For the final part of the lab, we are going to have you run two different queries under different circumstances and report your results. The statistics will be output in the log file you specify for the server and will be in the following format:

LOG:  EXECUTOR STATISTICS
DETAIL:  ! system usage stats:
	!	0.065834 elapsed 0.068005 user 0.000000 system sec
	!	[36.306269 user 0.016001 sys total]
	!	0/0 [0/0] filesystem blocks in/out
	!	0/0 [0/1915] page faults/reclaims, 0 [0] swaps
	!	0 [0] signals rcvd, 0/0 [0/0] messages rcvd/sent
	!	0/0 [134/88] voluntary/involuntary context switches
	! buffer usage stats:
	!	Shared blocks:         71 read,          0 written, buffer hit rate = 99.26%
	!	Local  blocks:          0 read,          0 written, buffer hit rate = 0.00%
	!	Direct blocks:          0 read,          0 written

Take special note of the buffer hit rate (99.26% in this example). Run each of the following queries at buffer sizes of 16, 32, and 64. Repeat the results for LRU, MRU and CLOCK. Record your results and the answers to the following questions in a text file performance.txt and turn it in with your submission. You'll also turn in a text file analysis.txt with a brief analsis of the results (see below).

Queries:

  1. SELECT * FROM raw_r_tuples;
  2. SELECT * FROM raw_r_tuples r, raw_s_tuples s WHERE r.pkey = s.pkey;

Run each query three (3) times for each of the three buffer sizes, for each of LRU, MRU, and Clock. You will be recording your minimum and maximum hit rates for the combinations of buffer sizes and policies, for both queries. Record the hit rate as a decimal to two places, without the (%) sign, e.g. 99.26. You'll be filling in the following table for both queries.

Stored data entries
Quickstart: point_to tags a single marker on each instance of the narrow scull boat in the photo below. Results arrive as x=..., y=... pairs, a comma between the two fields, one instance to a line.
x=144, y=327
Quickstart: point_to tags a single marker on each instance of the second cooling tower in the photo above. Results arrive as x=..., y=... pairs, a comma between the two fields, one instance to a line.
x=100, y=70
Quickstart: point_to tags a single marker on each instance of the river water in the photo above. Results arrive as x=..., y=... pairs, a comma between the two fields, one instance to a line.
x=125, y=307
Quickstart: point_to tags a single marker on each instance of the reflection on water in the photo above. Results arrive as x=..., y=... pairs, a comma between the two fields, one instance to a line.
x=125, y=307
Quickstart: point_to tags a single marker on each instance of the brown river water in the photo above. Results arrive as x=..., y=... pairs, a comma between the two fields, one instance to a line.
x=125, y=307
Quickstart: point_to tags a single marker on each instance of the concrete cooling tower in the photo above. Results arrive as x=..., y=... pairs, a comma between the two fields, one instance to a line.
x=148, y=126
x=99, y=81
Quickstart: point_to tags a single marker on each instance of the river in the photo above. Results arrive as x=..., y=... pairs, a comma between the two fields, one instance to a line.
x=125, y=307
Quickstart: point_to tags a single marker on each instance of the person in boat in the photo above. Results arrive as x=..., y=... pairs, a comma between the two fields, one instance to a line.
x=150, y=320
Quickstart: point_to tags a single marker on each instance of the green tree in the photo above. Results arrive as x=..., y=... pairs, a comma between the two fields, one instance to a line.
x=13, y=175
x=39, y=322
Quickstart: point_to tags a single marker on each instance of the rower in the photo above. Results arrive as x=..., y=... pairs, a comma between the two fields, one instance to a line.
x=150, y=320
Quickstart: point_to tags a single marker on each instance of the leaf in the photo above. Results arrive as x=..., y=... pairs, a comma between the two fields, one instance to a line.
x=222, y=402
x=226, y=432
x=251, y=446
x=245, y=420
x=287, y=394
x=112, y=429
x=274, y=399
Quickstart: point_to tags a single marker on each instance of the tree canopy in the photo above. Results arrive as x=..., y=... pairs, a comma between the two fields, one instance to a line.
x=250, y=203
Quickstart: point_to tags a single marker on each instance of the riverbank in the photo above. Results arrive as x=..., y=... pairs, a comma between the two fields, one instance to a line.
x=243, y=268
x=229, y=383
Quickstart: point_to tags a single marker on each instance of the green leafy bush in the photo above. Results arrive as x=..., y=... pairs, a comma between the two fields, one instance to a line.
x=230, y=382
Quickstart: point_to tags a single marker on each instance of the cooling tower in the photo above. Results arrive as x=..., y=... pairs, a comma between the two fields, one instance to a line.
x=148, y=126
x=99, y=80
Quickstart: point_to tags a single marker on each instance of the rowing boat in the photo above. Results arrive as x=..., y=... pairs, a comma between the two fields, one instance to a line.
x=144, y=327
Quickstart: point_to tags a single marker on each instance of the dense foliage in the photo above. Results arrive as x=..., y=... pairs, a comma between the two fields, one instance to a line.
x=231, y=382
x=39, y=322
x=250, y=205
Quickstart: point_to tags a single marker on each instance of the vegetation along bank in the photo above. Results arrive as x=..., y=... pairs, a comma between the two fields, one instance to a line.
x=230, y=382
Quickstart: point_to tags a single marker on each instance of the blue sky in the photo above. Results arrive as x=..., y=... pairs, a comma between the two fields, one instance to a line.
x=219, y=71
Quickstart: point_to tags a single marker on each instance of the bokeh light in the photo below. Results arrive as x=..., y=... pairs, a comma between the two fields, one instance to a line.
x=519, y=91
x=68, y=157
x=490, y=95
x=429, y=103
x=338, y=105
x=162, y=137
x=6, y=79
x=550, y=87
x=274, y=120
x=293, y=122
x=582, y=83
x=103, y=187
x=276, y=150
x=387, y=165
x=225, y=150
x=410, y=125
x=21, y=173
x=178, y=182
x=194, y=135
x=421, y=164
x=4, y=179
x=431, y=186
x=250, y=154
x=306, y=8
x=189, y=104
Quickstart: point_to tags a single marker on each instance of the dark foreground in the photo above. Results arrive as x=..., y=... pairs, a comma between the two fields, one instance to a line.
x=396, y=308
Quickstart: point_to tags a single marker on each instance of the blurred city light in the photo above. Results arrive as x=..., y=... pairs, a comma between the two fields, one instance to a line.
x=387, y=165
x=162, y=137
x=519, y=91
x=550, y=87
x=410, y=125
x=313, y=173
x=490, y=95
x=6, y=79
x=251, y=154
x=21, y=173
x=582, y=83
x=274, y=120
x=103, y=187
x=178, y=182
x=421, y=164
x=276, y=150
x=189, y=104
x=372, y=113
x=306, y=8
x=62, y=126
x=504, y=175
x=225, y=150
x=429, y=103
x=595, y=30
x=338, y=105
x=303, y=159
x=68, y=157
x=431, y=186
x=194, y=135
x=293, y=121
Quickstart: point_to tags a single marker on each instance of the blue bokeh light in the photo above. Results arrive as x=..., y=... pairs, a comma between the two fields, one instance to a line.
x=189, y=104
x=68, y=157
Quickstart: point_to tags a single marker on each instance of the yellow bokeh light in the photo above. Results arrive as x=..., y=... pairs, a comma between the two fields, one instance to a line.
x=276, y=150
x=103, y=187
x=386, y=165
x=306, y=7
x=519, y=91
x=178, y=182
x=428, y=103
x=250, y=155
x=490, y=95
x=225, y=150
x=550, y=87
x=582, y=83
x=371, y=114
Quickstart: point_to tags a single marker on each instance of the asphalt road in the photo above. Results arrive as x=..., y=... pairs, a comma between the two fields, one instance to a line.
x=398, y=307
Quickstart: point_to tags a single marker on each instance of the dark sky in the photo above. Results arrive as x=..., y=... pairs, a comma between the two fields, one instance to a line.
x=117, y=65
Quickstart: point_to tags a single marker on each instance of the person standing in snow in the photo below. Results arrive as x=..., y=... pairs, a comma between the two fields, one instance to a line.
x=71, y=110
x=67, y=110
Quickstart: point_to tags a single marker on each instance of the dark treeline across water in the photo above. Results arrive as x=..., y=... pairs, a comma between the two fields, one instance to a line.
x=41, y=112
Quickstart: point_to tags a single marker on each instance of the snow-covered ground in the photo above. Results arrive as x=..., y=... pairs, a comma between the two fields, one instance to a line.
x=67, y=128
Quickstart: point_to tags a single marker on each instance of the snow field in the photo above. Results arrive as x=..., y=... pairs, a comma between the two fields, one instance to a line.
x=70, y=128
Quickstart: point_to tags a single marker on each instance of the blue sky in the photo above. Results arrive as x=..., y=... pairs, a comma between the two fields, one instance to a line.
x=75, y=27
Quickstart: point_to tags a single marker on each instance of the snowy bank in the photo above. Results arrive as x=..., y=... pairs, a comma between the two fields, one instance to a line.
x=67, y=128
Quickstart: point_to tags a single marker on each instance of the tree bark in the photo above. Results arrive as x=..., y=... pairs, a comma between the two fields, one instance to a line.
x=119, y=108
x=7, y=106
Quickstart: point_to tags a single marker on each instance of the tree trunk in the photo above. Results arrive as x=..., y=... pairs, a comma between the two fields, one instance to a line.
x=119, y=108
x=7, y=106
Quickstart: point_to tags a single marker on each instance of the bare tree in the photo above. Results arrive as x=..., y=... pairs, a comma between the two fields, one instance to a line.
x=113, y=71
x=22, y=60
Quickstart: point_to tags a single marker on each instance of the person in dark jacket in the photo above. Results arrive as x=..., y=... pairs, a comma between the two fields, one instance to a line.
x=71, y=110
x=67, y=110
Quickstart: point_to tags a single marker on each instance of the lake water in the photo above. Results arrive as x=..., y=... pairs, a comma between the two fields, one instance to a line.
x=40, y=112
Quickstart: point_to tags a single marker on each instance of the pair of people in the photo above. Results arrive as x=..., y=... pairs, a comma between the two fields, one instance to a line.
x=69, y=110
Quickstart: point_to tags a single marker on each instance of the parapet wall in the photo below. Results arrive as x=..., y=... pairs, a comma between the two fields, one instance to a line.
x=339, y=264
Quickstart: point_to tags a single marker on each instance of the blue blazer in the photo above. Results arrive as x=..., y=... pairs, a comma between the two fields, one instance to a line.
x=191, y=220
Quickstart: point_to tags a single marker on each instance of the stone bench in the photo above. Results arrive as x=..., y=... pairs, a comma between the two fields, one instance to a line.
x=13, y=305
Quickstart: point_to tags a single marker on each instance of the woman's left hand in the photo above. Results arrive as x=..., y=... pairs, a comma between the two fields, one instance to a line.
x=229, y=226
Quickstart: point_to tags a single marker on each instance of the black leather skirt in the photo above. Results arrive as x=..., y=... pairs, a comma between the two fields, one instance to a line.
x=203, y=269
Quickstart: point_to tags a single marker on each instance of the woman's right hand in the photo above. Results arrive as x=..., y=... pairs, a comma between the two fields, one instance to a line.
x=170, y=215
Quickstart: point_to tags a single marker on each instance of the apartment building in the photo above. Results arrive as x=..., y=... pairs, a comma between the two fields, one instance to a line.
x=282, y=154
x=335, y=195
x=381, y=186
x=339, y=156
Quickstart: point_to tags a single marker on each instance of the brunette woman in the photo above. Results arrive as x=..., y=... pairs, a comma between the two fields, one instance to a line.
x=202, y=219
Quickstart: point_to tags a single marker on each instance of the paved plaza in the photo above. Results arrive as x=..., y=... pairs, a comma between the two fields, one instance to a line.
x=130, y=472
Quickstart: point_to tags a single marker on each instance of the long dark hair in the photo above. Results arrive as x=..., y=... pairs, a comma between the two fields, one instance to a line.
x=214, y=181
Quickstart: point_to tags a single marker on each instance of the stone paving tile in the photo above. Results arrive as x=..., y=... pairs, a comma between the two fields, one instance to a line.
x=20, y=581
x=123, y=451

Set task A. According to the lab instructions, in what form should the buffer hit rate be recorded?
Set task B. Carry on the lab instructions on buffer hit rates from the point where they stop.
The listing has no connection to the lab instructions.

Written answer A. As a decimal to two places, without the percent sign (for example, 99.26).

Written answer B.
Clarification: Run the first query several times for each replacement policy and record your hit rate results. Then do the same for the second query. You don't need to clear your buffer between the two queries. The important aspect of this is that you detail in your analysis what you did and why you think you got the results that you got.

||||16,min||16,max||32,min||32,max||64,min||64,max|| ||LRU|||||||||||||| ||MRU|||||||||||||| ||CLOCK||||||||||||||

== Submission ==

What To Turn In

  1. performance.txt -- TEXT ONLY! Two (one for each query) performance comparison tables: three rows, six columns separated by space, which represent the two tables we asked you to fill. Put the second table below the first.
  2. analysis.txt -- In 1-2 paragraphs, discuss whether you think the hit rates for MRU and Clock are as expected from the discussion in class.
  3. freelist.mru.c -- Your implementation of the MRU policy
  4. freelist.clock.c -- Your implementation of the Clock policy
  5. MY.PARTNERS - Listing the other person that you worked with

How to Submit

  1. Save your five files performance.txt, analysis.txt, freelist.mru.c, freelist.clock.c,and MY.PARTNERS in a directory called "hw1p2" within your cs186 home directory.
  2. cd into hw1p2.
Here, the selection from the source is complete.